(Passage provided begins)

Reflections for the Fifth Sunday of Easter – John 14:1-14
John 14:1-3 often serves pastors in funeral contexts.
I used to speak of it to students as the “cots in heaven” sermon that goes something like this: when we die, our souls are immediately whisked to heaven to a mansion of some sort where our personal cot is waiting and where we FINALLY get to encounter God intimately after spending a lifetime of “seeing through a glass darkly.” That would be a great sermon if Paul had written John, but he didn’t. John is the Incarnational gospel, a gospel rich in realized eschatology. The idea of the believer having to wait until some future date to achieve full intimacy with God is foreign to this gospel. This gospel doesn’t support our too common practice of telling people that it is somehow better for their loved one to be dead and with God in a “better place” than to be alive and with family in this place which was, in fact, created by God’s very own Word.
In chapter 13 Jesus gathers his disciples and washes their feet, teaching them that they should do the same for each other. This action was already pre-figured by Mary in chapter 12, of course, who apparently intuited what Jesus would make explicit in chapter 13.
With chapters 14-17, we move into what is known as The Farewell Discourse of Jesus; it follows the genre of Testamentary Literature. Recall the Patriarchs on their deathbeds, bequeathing possessions and wisdom to their progeny. It turns out that Jesus has no goods to dispense; instead he gives his disciples the power to do even greater works than Jesus himself did during his earthly sojourn (14:12)!
This passage exhibits some perplexing moves. Jesus begins with his famous words in vv. 1-3, capping it with the promise that he would take his disciples to himself, so that wherever he is, we’d be. Total intimacy. Thomas — the Eeyore character of John — acts in character, taking the practical, realistic/pessimistic role, and asks a fair question. On the heels of Jesus’ grandiloquent locution about abiding places and enigmatic travel plans, Thomas, in a voice that I imagine to be somewhat weary but not yet despairing, cuts to the chase: “We have no idea what you’re talking about, first of all, and second of all, upon what basis should we have known?” And here the moment of judgment (krisis) arrives for Thomas, et. al., in the form of one of the “I Am” statements distinctive to the Fourth Gospel (cf. 6:35, 48; 8:12;10:7, 9, 11, 14; 11:25; 15:1, 5); they are groping around aimlessly for a path, a truth, a life, and THE path, truth, and life is staring them in the face and they can’t see it. They are looking for seven habits, nine steps, or ten commandments when the answer lies in intimate, if confusing and challenging,relationships, the preeminent one being between Jesus and them. Insofar as Thomas has missed that point, he is judged. But judgment in John always comes as diagnostic, forward-looking, rather than retrospective. Jesus calls Thomas into a future that is wholly dependent upon relationship with Jesus and God. Jesus also stops Thomas from complaining about all the reasons he’s in the ignorant spot he’s in. “This is hard; how are we supposed to know? We don’t get it.” Jesus doesn’t settle for that but calls Thomas out–I am it; surely you know me. In that case, you know all you need to know. Notice that Thomas never gets to respond. However, he gets his shining moment in 20:28 when he utters a full confession of Jesus’ identity: “My Lord and my God.” He’s the only character to do so in the entire Gospel.

(Passage provided ends)
(Supplied data begins)

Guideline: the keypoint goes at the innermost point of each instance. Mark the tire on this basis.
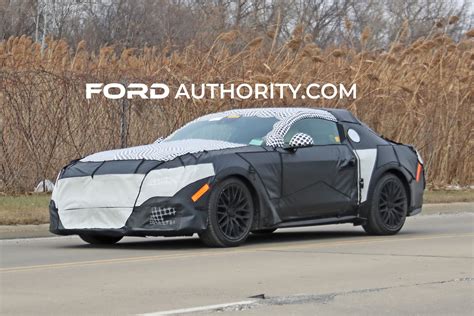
(264, 231)
(230, 214)
(388, 208)
(100, 239)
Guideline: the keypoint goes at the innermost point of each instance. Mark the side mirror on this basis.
(301, 140)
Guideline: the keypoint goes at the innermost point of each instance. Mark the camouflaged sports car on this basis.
(228, 174)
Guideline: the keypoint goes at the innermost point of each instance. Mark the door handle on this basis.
(347, 163)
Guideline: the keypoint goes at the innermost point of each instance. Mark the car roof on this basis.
(281, 113)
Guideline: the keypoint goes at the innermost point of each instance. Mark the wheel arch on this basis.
(253, 191)
(400, 174)
(393, 169)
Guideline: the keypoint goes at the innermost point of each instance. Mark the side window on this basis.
(323, 132)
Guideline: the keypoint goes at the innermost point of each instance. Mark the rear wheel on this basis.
(230, 214)
(100, 239)
(389, 207)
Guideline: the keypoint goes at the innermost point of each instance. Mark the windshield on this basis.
(233, 128)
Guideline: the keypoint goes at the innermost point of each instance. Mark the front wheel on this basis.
(100, 239)
(230, 214)
(389, 207)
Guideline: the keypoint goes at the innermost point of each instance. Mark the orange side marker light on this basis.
(196, 196)
(418, 172)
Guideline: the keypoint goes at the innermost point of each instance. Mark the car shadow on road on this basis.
(193, 243)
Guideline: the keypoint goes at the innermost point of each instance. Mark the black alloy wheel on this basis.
(231, 212)
(389, 207)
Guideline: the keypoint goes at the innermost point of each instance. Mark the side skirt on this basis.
(319, 221)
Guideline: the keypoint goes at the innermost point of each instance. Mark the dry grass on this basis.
(24, 209)
(420, 94)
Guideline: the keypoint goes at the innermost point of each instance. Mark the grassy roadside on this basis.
(33, 208)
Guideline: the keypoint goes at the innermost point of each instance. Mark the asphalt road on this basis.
(426, 269)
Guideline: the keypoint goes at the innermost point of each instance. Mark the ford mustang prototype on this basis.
(229, 174)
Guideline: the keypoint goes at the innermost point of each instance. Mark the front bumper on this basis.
(156, 217)
(112, 199)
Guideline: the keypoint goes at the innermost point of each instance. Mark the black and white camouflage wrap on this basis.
(301, 140)
(168, 150)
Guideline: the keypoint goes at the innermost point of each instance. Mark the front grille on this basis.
(163, 216)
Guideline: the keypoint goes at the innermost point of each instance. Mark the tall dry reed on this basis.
(420, 94)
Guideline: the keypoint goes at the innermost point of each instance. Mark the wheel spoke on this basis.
(233, 211)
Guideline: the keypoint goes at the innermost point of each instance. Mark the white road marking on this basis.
(206, 308)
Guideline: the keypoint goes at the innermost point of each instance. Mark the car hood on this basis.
(162, 151)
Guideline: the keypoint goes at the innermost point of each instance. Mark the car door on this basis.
(320, 180)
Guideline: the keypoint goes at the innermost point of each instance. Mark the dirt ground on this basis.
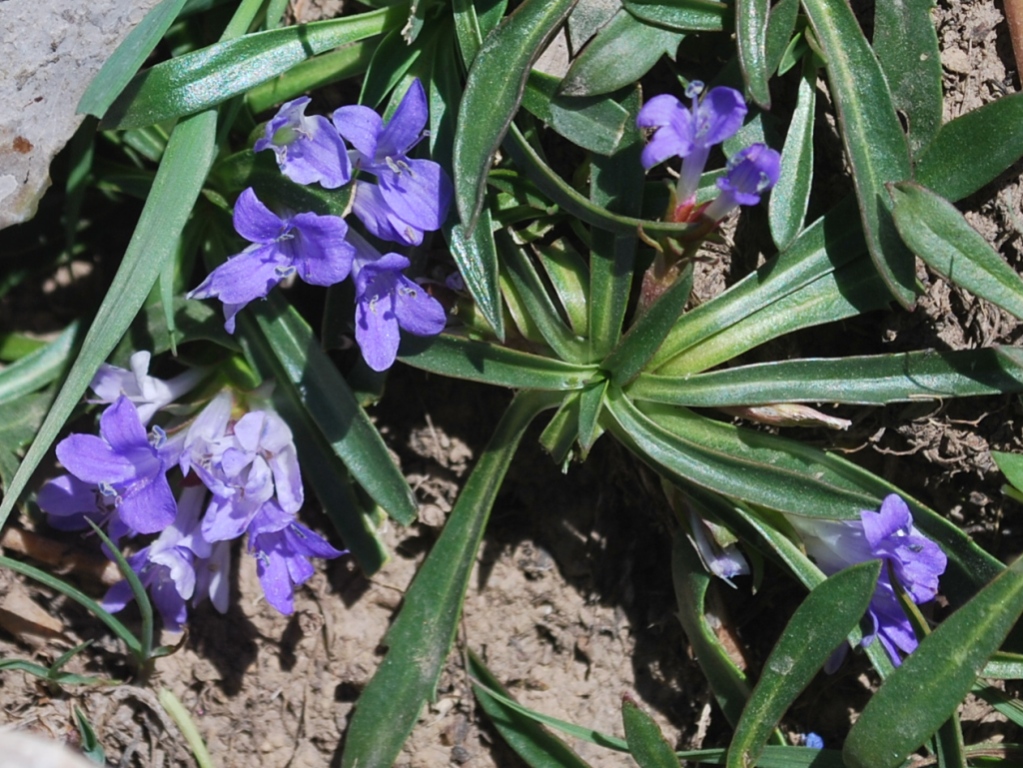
(571, 603)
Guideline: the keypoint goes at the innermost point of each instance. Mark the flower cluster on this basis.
(691, 133)
(406, 198)
(236, 473)
(890, 536)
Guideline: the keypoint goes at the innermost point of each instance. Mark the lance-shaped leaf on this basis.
(175, 189)
(933, 680)
(872, 134)
(619, 54)
(421, 636)
(488, 363)
(874, 379)
(906, 44)
(205, 78)
(751, 40)
(493, 92)
(818, 626)
(683, 15)
(943, 239)
(974, 148)
(130, 55)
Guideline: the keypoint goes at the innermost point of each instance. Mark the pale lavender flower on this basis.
(147, 393)
(411, 195)
(751, 173)
(387, 301)
(281, 546)
(690, 132)
(309, 244)
(890, 536)
(308, 148)
(128, 469)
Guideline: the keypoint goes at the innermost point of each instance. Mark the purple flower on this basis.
(147, 393)
(282, 546)
(890, 536)
(308, 148)
(751, 172)
(127, 468)
(309, 244)
(411, 195)
(690, 132)
(387, 301)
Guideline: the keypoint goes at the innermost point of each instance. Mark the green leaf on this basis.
(791, 196)
(941, 237)
(593, 123)
(623, 50)
(933, 680)
(819, 625)
(751, 39)
(175, 189)
(206, 78)
(489, 363)
(326, 397)
(476, 256)
(129, 56)
(493, 92)
(682, 15)
(830, 242)
(1011, 465)
(742, 463)
(534, 743)
(571, 201)
(38, 368)
(906, 44)
(691, 580)
(421, 635)
(974, 148)
(872, 134)
(647, 743)
(874, 379)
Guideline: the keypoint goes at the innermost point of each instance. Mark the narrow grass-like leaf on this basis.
(830, 242)
(326, 397)
(819, 625)
(80, 597)
(691, 580)
(476, 256)
(751, 40)
(534, 743)
(593, 123)
(943, 239)
(175, 189)
(906, 44)
(38, 368)
(624, 50)
(922, 693)
(488, 363)
(616, 184)
(874, 379)
(973, 149)
(118, 71)
(421, 635)
(872, 134)
(493, 92)
(760, 468)
(647, 743)
(206, 78)
(791, 196)
(683, 15)
(577, 205)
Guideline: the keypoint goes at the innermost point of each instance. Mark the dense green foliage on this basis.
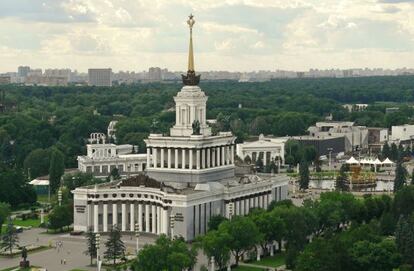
(47, 119)
(165, 255)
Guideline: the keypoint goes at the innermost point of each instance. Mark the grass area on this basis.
(246, 268)
(20, 269)
(275, 261)
(43, 198)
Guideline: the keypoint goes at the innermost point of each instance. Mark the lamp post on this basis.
(172, 222)
(330, 157)
(137, 236)
(231, 210)
(97, 244)
(60, 196)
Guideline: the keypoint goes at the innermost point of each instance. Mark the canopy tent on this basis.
(387, 162)
(352, 161)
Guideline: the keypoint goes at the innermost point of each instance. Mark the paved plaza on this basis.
(72, 251)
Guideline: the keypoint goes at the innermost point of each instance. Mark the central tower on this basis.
(190, 154)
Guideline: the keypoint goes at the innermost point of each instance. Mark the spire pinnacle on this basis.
(191, 79)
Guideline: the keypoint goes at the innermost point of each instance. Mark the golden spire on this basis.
(191, 23)
(191, 79)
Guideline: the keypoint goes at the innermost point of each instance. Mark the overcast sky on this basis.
(236, 35)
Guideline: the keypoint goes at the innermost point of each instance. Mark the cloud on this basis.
(229, 34)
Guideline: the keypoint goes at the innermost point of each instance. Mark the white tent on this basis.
(377, 162)
(352, 161)
(387, 162)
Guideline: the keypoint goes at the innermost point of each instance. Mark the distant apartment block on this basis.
(4, 79)
(23, 71)
(100, 77)
(154, 74)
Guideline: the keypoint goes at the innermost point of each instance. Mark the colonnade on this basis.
(254, 155)
(192, 158)
(242, 205)
(151, 217)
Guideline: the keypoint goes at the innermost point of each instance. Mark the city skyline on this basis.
(233, 35)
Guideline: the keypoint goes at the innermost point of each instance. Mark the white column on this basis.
(218, 163)
(198, 158)
(222, 156)
(208, 157)
(203, 158)
(132, 217)
(148, 157)
(123, 216)
(159, 220)
(191, 159)
(114, 214)
(154, 157)
(176, 158)
(162, 157)
(147, 218)
(95, 217)
(154, 219)
(164, 227)
(140, 217)
(169, 158)
(232, 154)
(105, 217)
(183, 159)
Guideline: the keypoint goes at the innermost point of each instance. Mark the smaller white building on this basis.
(402, 133)
(268, 148)
(356, 137)
(102, 158)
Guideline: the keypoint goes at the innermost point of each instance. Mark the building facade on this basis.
(102, 158)
(356, 137)
(190, 177)
(100, 77)
(267, 148)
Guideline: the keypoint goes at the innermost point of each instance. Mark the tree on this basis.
(370, 256)
(400, 176)
(243, 234)
(37, 163)
(216, 244)
(4, 213)
(165, 254)
(56, 169)
(215, 222)
(60, 217)
(386, 151)
(115, 247)
(303, 175)
(404, 237)
(91, 244)
(341, 183)
(10, 238)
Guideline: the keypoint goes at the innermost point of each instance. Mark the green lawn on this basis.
(275, 261)
(246, 268)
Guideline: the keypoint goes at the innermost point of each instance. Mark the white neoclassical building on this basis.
(267, 148)
(101, 158)
(190, 177)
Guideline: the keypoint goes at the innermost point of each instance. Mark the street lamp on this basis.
(330, 157)
(172, 222)
(60, 196)
(97, 243)
(137, 235)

(Supplied data ends)

Pick up the reflection on John 14:1-14 from the point where it stops and continue it.

## Answer to this exercise
Thomas was fixated on “the way,” and his sense that Jesus hadn’t provided full and necessary information related to it. Now Philip is concerned with seeing the Father. As he did with Thomas, Jesus says to Philip: look in front of your face. The answer is not in some esoteric code or far off where you cannot attain it (Dt. 30:11-14); no, the Word, the Christ, the Father, all of it is here and available right now. Philip thinks he’s asking a concrete, simple question: “Just show us the Father and we’re good to go.” Not too pushy, no long list. And how does Jesus respond? Again, with words that may sound judgmental to us, because they are, in a way. Jesus lights into Philip–don’t you understand that my only purpose in relating to you all is exactly for the purpose of exhibiting the nature of God, of deep, sacrificial, life-giving, almost embarrassingly intimate relationship? “What or whom do you seek?” Jesus often asks (John 1:38; 5:44; 18:7) because he knows that what we seek often determines what we find. Everything we actually deeply hope for is available to us right here and now, we just don’t see it. John would agree.